■ **DATA FOR ANALYSIS**
****************************************
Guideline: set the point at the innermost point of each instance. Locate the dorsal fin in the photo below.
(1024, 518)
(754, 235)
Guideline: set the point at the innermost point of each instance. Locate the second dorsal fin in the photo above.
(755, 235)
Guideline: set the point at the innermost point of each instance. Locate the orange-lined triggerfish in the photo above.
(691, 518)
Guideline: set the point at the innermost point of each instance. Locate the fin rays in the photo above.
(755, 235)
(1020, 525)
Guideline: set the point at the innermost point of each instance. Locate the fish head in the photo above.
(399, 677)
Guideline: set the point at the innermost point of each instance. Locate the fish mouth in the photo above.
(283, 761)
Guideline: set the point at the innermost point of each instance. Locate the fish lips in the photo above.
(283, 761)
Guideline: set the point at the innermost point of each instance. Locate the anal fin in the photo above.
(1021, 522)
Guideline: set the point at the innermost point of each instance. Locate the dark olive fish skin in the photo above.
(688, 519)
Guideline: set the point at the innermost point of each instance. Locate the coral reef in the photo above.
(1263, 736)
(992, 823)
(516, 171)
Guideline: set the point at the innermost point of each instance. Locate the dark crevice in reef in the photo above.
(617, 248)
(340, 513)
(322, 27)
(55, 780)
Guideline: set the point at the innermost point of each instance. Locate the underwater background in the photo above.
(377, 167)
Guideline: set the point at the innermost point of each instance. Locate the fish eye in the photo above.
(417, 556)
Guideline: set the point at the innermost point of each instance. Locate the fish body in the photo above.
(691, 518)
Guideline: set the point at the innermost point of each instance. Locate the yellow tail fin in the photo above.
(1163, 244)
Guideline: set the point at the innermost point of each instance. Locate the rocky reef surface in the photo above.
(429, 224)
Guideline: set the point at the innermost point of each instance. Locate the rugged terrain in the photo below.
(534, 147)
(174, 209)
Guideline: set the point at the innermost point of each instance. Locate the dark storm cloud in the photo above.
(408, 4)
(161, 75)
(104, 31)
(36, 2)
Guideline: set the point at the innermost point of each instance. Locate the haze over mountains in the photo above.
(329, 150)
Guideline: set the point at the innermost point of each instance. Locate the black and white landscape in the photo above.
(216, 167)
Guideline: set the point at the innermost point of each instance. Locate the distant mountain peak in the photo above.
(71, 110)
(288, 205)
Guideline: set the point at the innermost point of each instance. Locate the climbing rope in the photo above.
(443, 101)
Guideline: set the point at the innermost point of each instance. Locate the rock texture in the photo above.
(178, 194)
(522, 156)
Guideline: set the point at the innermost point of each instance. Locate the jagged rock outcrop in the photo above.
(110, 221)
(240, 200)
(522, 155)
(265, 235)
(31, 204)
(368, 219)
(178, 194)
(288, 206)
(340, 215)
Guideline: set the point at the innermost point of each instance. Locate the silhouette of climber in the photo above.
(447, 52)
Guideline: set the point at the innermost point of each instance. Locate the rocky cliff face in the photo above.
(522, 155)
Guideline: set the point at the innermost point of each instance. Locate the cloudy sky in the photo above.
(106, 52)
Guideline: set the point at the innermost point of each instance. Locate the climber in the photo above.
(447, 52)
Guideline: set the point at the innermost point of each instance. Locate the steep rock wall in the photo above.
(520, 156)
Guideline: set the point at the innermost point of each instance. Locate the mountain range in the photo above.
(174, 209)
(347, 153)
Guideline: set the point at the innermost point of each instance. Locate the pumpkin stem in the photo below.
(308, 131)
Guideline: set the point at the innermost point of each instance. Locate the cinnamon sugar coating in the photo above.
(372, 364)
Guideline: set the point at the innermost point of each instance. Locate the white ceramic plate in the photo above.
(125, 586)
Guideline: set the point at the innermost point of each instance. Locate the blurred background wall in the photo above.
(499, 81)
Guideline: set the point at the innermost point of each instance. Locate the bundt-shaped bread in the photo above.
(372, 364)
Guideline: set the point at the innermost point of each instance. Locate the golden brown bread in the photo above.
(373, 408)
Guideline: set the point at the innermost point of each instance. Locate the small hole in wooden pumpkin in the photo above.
****************************************
An exact copy of the material above is needed.

Guideline: set the point at the innermost point of each instance. Locate the dorsal fin in the photo below.
(1024, 518)
(754, 235)
Guideline: set the point at the innermost point of each instance. Locate the second dorsal fin in the photo above.
(755, 235)
Guideline: set the point at the innermost point of each instance. Locate the orange-lined triggerfish in the photo above.
(691, 518)
Guideline: set the point at the innermost point of each instance. Locate the fin rays in the photo above.
(755, 235)
(1020, 525)
Guideline: set the point at the innermost point of each instance. Locate the fish head in the photo above.
(399, 677)
Guideline: set the point at the innermost point of each instance. Locate the fish mouth in the photo above.
(283, 761)
Guideline: set the point at the innermost point of each instance. Locate the fish lips in the photo above.
(283, 761)
Guideline: set the point at the innermost point of each instance. Locate the anal fin in the photo above.
(1021, 522)
Guideline: set the point at the innermost point of each instance. Locate the dark olive fish skin in the photo above.
(688, 519)
Guideline: set the point at the innermost point of each instance. Locate the coral reef in the photo above.
(1263, 736)
(992, 823)
(516, 171)
Guideline: set the point at the innermost point of each instance. Locate the dark crevice in reef in the photo above.
(617, 248)
(340, 513)
(322, 27)
(55, 780)
Guideline: set the point at the innermost point of each instance. Locate the underwater background in the photo above.
(377, 167)
Guideline: set the point at the innermost point of each instance. Locate the fish eye in the photo above.
(417, 556)
Guideline: set the point at the innermost point of each instance. Locate the fish body in the photo above.
(691, 518)
Guideline: set the point at the innermost point of each instance. Locate the yellow tail fin in the photo above.
(1163, 244)
Guideline: set the point at the innermost point of each instance. Locate the rocky reef surface in the photo above.
(429, 224)
Guideline: set the point at the innermost point of each instance. Locate the rugged terrain in the photo below.
(534, 147)
(174, 209)
Guideline: set the point at the innermost point of each instance. Locate the dark storm cloud in the photo above.
(408, 4)
(161, 75)
(104, 31)
(36, 2)
Guideline: set the point at the innermost point of each instance. Locate the haze over mountains in the photo above.
(329, 150)
Guideline: set the point at the innermost point of each instance. Locate the black and white landscape in the photo above.
(216, 167)
Guideline: set the point at the innermost point of each instance. Locate the distant mountain peak in the photo above.
(71, 110)
(288, 205)
Guideline: set the point at the innermost point of each instance. Locate the climbing rope in the photo above.
(443, 101)
Guideline: set the point at the innermost point of each instance. Locate the rock texture in the photo above.
(178, 194)
(522, 156)
Guideline: set the point at the innermost point of each instance. Locate the jagged rock outcrop in the photo above.
(110, 221)
(240, 200)
(522, 155)
(265, 235)
(31, 204)
(368, 219)
(178, 194)
(288, 206)
(340, 215)
Guideline: set the point at the innermost point of each instance. Locate the silhouette of climber in the photo above.
(447, 52)
Guideline: set the point at the innermost point of each instance. Locate the rocky cliff face in the photo above.
(522, 155)
Guideline: set the point at the innermost point of each instance. Locate the cloudy sky in the photo above.
(106, 52)
Guideline: set the point at the innermost point of each instance. Locate the climber in the photo above.
(447, 52)
Guideline: set the point at the innermost point of each instance. Locate the steep rock wall in the photo above.
(520, 156)
Guideline: set the point at the innermost point of each instance. Locate the mountain range in the photo above.
(174, 209)
(347, 153)
Guideline: set the point at the innermost point of each instance. Locate the pumpkin stem in the photo below.
(308, 131)
Guideline: set the point at the innermost point of each instance. Locate the cinnamon sugar coating in the photo above.
(372, 364)
Guideline: set the point at the innermost point of each instance. Locate the white ceramic plate in the photo above.
(125, 586)
Guideline: set the point at the innermost point of each instance. Locate the blurred background wall in the photo above.
(499, 81)
Guideline: set the point at the innermost point of each instance. Locate the bundt-shaped bread in the photo above.
(372, 364)
Guideline: set the point at the innermost point of each instance. Locate the golden brown bread in the photo above.
(373, 408)
Guideline: set the point at the innermost point of each instance. Locate the small hole in wooden pumpkin in the photo above.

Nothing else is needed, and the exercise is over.